PROVIDED PASSAGE:

-------

The climate has warmed by around 1.4C over the past 170 years as a result of human emissions of CO2 and other GHGs that have accumulated in the atmosphere. However, GHGs are not the only thing that has an impact on the climate system.

Major volcanic eruptions can result in cooling that lasts a couple of years after the eruption, by emitting large amounts of light-reflecting sulfur dioxide aerosols high into the atmosphere.

The precise climate impacts of an eruption are determined by a number of factors. These include:

• How much sulfur is emitted. Some volcanic eruptions are more or less sulfur rich, with the total sulfur content determining the potential magnitude of cooling resulting from the eruption.

• How explosive the eruption was. Sulfur dioxide is relatively short-lived in the lower atmosphere (the troposphere) where it falls or rains out on the order of days to weeks. Its only when it is lofted into the upper atmosphere (the stratosphere) by a highly explosive eruption that it can contribute to sufficiently long-lived cooling to meaningfully alter the global climate.

• How close the volcano is to the tropics. If an eruption occurs in higher latitudes (e.g. the Laki eruption in 1783 in Iceland) the resulting aerosols will be concentrated in one hemisphere and have a smaller global impact (though a big regional one!). In contrast, eruptions near the tropics result in aerosols being distributed in both hemispheres.

-------

INSTRUCTIONS FOR THE TASK:
Transcribe the passage on volcanic eruptions and climate, starting at "The precise climate" and ending at "from the eruption.".

-------

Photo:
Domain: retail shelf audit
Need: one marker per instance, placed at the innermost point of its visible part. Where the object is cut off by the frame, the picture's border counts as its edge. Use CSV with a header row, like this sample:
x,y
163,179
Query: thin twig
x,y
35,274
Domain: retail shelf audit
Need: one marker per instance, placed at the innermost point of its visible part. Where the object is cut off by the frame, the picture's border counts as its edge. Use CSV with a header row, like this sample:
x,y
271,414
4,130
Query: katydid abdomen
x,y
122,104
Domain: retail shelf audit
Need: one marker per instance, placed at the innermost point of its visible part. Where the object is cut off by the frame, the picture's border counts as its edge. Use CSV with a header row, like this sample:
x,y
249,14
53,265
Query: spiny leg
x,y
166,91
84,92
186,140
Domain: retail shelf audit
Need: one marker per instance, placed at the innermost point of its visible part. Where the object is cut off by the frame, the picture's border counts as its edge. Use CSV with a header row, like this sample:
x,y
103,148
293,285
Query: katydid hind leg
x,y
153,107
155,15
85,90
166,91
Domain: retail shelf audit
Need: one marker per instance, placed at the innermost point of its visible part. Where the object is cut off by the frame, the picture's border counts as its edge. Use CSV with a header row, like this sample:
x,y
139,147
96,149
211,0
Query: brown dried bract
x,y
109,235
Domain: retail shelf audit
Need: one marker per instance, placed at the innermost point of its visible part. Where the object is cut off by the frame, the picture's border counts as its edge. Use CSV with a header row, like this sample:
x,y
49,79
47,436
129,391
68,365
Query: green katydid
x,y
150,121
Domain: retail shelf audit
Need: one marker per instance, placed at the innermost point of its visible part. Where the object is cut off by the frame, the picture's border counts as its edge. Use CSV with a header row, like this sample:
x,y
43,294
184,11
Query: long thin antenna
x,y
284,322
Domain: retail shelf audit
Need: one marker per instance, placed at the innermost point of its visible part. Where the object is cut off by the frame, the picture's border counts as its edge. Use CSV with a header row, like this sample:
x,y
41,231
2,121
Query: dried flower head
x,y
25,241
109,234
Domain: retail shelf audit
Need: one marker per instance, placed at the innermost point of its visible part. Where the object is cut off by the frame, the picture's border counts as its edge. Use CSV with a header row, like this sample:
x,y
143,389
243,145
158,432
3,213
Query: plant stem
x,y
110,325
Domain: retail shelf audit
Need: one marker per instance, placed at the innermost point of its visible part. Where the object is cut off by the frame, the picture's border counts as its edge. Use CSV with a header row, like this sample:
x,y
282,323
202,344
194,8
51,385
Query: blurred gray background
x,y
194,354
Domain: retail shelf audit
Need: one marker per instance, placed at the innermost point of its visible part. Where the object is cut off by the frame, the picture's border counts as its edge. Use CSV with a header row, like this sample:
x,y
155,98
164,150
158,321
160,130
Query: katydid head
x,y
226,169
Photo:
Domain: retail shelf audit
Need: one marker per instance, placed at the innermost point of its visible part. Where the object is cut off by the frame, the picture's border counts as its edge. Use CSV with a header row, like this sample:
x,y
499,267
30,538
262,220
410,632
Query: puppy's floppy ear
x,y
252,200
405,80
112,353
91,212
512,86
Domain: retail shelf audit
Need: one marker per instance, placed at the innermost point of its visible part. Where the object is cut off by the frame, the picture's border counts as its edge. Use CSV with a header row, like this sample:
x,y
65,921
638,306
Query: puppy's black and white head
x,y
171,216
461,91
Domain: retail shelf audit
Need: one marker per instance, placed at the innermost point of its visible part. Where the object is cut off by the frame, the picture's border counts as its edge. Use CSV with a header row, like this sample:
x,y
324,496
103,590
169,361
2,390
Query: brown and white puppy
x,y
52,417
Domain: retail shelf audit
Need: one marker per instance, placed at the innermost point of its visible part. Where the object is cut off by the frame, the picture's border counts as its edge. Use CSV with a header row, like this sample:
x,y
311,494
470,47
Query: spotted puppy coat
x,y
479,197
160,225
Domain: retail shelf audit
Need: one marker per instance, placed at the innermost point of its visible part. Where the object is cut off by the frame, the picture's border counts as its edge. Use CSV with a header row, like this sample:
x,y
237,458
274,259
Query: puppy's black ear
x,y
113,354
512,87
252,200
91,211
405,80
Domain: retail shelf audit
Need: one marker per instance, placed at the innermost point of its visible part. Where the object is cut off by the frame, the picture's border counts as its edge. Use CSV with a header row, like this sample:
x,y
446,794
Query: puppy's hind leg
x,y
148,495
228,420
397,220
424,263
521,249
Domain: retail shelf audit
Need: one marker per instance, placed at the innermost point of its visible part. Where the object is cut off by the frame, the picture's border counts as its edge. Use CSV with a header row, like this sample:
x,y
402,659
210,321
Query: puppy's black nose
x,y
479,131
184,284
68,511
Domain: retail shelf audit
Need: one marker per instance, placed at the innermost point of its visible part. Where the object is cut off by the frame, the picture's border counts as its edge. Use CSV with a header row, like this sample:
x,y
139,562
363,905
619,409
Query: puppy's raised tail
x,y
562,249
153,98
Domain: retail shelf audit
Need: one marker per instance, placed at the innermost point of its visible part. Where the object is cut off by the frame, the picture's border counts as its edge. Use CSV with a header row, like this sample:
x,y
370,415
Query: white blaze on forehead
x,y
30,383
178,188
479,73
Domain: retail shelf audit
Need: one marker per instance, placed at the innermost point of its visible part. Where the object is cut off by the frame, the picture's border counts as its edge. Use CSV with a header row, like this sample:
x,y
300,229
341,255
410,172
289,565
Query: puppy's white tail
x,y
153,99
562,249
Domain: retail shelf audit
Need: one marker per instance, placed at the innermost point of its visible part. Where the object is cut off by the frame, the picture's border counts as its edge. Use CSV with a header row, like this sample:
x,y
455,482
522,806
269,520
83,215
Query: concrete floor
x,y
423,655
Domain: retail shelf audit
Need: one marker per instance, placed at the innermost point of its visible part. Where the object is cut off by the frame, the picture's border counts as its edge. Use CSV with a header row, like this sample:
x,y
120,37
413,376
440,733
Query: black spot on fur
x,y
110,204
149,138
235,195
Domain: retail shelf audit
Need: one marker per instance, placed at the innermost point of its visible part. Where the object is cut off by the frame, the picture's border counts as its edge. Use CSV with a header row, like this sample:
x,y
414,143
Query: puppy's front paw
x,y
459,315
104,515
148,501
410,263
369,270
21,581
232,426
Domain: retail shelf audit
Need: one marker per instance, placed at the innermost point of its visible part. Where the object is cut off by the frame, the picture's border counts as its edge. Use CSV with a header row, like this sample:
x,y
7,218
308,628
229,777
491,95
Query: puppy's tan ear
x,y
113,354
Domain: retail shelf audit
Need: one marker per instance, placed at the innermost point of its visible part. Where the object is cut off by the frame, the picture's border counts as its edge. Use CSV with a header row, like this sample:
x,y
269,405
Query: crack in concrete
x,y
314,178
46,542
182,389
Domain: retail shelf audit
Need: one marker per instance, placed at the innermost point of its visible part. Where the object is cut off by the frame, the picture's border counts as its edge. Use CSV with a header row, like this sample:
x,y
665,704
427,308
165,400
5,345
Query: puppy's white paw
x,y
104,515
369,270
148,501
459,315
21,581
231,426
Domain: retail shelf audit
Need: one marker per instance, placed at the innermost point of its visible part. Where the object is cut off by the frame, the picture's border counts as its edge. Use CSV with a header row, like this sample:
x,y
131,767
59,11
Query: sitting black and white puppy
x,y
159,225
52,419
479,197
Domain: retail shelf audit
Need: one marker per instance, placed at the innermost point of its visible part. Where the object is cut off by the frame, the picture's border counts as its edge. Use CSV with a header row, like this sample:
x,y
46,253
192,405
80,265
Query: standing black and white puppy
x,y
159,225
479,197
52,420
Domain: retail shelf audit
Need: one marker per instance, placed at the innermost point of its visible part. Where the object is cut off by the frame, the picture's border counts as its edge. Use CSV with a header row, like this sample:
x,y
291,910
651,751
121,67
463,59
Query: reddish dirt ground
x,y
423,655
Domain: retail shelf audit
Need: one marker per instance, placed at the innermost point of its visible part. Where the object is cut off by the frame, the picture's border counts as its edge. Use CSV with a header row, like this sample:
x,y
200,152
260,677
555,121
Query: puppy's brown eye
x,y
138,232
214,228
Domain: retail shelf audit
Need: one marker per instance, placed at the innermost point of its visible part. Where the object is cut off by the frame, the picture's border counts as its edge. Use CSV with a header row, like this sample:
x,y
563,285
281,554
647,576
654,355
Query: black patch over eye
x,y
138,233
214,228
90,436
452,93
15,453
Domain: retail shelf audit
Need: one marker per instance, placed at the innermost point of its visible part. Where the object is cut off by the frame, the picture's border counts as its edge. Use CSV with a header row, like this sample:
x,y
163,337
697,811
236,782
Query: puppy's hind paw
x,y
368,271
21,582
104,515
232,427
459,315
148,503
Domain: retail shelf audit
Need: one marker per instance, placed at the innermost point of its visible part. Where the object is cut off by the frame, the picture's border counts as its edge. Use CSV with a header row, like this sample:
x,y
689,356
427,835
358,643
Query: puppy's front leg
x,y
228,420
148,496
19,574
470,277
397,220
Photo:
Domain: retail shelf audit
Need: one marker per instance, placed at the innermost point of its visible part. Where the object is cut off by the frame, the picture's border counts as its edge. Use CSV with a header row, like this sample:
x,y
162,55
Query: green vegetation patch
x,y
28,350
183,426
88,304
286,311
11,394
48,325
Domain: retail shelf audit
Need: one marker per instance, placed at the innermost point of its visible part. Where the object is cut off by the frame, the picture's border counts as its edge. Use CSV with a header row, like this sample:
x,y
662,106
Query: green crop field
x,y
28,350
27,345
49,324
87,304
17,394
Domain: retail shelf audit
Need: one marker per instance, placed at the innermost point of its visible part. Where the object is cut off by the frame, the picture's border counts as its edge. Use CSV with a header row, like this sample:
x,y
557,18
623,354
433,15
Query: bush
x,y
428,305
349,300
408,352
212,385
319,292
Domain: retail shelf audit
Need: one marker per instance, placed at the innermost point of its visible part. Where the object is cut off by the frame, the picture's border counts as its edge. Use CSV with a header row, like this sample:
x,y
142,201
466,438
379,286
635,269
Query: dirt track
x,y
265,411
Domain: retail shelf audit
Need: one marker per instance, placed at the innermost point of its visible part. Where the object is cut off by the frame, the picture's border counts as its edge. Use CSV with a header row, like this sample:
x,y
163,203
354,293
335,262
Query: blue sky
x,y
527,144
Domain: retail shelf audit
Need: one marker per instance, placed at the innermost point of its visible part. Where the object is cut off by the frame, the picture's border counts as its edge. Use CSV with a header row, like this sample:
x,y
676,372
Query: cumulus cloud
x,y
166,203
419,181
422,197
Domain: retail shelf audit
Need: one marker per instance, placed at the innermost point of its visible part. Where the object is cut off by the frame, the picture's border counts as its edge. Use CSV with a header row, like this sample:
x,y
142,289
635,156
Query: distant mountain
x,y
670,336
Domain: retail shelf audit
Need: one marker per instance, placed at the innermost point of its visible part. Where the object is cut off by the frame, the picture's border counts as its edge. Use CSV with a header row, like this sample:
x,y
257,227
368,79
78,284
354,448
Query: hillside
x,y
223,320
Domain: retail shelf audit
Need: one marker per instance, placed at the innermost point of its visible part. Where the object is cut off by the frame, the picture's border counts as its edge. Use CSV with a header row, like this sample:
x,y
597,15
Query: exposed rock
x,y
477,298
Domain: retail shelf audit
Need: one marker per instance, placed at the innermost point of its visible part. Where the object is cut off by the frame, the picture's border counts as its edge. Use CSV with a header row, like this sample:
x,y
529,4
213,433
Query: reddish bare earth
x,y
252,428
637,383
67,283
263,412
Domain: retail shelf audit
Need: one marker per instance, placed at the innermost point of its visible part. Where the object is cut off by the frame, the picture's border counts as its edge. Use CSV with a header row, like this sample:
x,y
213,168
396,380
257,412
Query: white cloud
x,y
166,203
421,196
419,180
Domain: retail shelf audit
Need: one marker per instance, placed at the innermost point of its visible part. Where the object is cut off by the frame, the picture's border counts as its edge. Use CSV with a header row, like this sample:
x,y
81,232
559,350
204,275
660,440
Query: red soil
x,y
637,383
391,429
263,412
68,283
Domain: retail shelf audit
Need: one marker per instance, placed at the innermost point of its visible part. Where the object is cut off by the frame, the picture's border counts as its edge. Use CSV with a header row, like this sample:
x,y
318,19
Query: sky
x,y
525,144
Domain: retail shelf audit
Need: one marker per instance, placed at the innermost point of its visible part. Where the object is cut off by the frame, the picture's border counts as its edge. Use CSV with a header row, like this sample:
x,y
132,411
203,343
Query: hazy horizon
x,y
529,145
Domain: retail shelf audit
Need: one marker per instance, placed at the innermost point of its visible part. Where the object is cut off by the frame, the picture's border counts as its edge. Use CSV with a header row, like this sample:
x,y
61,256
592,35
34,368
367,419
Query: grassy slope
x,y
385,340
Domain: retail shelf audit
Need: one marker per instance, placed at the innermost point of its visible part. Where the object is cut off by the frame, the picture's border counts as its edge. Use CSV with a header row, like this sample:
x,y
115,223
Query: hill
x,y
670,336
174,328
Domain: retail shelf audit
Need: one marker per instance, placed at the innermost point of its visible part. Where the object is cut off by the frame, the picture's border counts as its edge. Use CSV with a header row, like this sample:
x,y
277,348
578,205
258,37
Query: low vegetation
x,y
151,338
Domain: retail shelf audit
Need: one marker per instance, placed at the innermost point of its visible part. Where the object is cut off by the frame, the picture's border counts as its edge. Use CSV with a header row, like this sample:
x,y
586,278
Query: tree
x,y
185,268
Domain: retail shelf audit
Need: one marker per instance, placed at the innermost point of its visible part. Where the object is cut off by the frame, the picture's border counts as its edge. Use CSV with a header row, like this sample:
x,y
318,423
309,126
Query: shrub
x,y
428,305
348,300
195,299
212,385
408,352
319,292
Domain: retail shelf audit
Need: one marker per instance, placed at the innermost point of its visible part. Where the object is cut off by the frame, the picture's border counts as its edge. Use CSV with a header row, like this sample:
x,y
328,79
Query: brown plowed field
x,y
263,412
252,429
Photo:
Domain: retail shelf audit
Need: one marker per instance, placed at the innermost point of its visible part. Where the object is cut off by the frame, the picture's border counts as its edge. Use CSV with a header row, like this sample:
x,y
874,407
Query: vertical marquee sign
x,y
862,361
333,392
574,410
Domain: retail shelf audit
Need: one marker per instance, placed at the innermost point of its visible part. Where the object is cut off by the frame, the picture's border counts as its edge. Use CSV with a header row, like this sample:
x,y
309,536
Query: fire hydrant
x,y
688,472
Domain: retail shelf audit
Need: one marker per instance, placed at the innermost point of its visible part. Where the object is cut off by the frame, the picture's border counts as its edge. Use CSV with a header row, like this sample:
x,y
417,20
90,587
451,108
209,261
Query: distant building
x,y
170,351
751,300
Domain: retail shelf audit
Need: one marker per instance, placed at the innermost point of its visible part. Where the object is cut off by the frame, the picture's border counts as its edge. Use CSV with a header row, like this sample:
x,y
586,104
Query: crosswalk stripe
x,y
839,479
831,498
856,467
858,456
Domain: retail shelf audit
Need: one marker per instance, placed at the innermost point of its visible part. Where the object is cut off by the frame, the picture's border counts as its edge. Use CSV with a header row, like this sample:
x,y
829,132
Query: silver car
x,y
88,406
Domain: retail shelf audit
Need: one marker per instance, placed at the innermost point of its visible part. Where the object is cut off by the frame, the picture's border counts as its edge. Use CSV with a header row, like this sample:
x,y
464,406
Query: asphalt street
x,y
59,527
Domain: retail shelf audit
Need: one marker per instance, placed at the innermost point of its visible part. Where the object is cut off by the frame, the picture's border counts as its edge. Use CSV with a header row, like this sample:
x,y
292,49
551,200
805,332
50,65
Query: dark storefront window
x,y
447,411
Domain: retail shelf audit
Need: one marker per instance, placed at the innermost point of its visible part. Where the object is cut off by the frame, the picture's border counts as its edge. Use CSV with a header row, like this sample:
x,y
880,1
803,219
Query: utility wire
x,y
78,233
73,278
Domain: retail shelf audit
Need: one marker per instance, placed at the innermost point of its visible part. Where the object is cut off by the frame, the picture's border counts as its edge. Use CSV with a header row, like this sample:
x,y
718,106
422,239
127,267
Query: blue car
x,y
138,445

-------

ANSWER TO THIS EXERCISE:
The precise climate impacts of an eruption are determined by a number of factors. These include:

• How much sulfur is emitted. Some volcanic eruptions are more or less sulfur rich, with the total sulfur content determining the potential magnitude of cooling resulting from the eruption.